* **Work to be completed**
Please format the items as a Markdown table with the columns "Row" and "Line," from the line containing "point_to(query) gives the position of every instance of the sky" through the last item, numbering each line and skipping blank lines. Leave the pictures out.

[Start Information supplied]

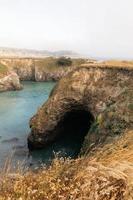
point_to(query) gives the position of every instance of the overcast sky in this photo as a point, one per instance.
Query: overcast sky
(101, 28)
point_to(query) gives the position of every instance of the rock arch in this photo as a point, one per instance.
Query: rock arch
(85, 93)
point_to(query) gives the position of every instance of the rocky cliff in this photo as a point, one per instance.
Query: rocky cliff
(10, 82)
(38, 69)
(98, 102)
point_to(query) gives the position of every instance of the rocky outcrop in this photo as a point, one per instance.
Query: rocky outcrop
(36, 69)
(10, 82)
(99, 99)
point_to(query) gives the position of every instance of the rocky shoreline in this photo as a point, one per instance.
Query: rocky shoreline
(10, 82)
(102, 94)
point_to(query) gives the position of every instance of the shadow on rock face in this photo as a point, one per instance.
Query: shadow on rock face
(72, 129)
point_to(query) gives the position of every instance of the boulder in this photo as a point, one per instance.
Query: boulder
(10, 82)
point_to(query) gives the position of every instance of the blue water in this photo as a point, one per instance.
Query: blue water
(16, 109)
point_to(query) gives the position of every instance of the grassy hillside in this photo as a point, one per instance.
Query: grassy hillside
(3, 70)
(111, 64)
(107, 175)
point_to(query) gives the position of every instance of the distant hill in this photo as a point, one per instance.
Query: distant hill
(24, 53)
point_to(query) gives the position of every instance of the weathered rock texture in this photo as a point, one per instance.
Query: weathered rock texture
(10, 82)
(37, 69)
(105, 93)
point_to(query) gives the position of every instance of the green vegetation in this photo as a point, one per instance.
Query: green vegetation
(3, 70)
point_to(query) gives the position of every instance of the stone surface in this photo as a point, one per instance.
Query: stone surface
(106, 93)
(10, 82)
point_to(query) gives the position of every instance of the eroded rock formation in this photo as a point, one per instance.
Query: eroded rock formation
(10, 82)
(36, 69)
(101, 99)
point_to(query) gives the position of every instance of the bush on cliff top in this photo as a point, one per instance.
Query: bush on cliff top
(63, 61)
(3, 70)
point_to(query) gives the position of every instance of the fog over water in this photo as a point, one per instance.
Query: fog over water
(96, 28)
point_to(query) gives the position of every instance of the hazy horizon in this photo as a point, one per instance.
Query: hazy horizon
(95, 28)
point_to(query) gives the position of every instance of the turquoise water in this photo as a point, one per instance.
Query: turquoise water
(16, 109)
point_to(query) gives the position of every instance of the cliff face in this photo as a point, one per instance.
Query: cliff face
(10, 82)
(37, 69)
(103, 96)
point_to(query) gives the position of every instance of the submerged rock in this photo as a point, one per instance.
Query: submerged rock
(15, 139)
(89, 101)
(10, 82)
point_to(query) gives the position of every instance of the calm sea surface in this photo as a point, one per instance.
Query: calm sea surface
(16, 108)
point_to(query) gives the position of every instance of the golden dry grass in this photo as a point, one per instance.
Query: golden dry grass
(3, 70)
(105, 176)
(111, 64)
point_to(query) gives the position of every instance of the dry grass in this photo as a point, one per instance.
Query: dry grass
(111, 64)
(3, 70)
(106, 176)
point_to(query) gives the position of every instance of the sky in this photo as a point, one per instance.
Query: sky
(99, 28)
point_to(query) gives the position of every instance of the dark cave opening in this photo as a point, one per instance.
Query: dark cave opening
(71, 130)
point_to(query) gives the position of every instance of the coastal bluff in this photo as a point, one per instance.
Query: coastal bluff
(94, 101)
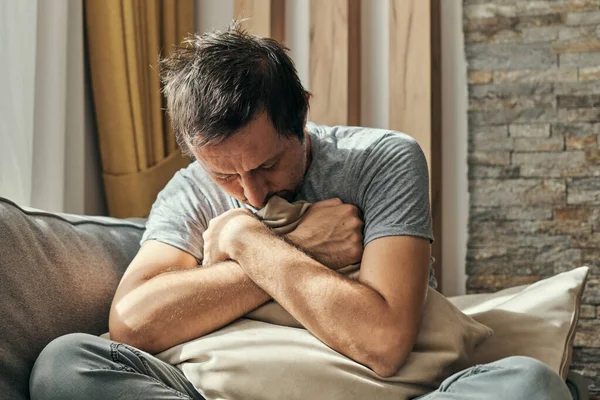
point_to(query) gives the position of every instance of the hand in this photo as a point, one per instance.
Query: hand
(331, 233)
(223, 231)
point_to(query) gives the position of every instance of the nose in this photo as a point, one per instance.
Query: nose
(255, 190)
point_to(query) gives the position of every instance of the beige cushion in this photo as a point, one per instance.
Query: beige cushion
(536, 320)
(271, 356)
(251, 359)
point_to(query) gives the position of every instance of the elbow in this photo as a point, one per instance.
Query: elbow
(127, 331)
(390, 355)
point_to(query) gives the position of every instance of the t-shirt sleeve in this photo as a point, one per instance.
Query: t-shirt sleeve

[End Information supplied]

* **Exercise solution**
| Row | Line |
|---|---|
| 1 | point_to(query) gives the position of every instance of the sky in this photo as a point, one per instance. |
| 2 | Query: sky |
| 3 | (99, 28) |
| 4 | point_to(query) gives the position of every instance of the dark cave opening in this photo as a point, one per instance. |
| 5 | Query: dark cave opening |
| 6 | (71, 130) |
| 7 | point_to(query) gives the position of every instance of the coastal bluff in this photo as a point, one per instance. |
| 8 | Query: coastal bluff |
| 9 | (94, 101) |
| 10 | point_to(query) gives the position of every instance of the hand in this photo as a point, one per instance. |
| 11 | Query: hand |
| 12 | (331, 233) |
| 13 | (223, 231) |
| 14 | point_to(query) gives the position of every instance of the nose in this photo as a point, one per instance. |
| 15 | Query: nose |
| 16 | (255, 190) |
| 17 | point_to(query) gives the position of every instance of the beige cushion in this photo as a point, one per instance. |
| 18 | Query: beige cushion |
| 19 | (536, 320) |
| 20 | (271, 356) |
| 21 | (251, 359) |
| 22 | point_to(query) gives the position of every instance of the elbow in this photo as a point, one per instance. |
| 23 | Query: elbow |
| 24 | (127, 331) |
| 25 | (390, 355) |
| 26 | point_to(query) gives the position of every instance of the t-shirt sleeve in this photo as a point, one per instance. |
| 27 | Query: t-shirt sleeve |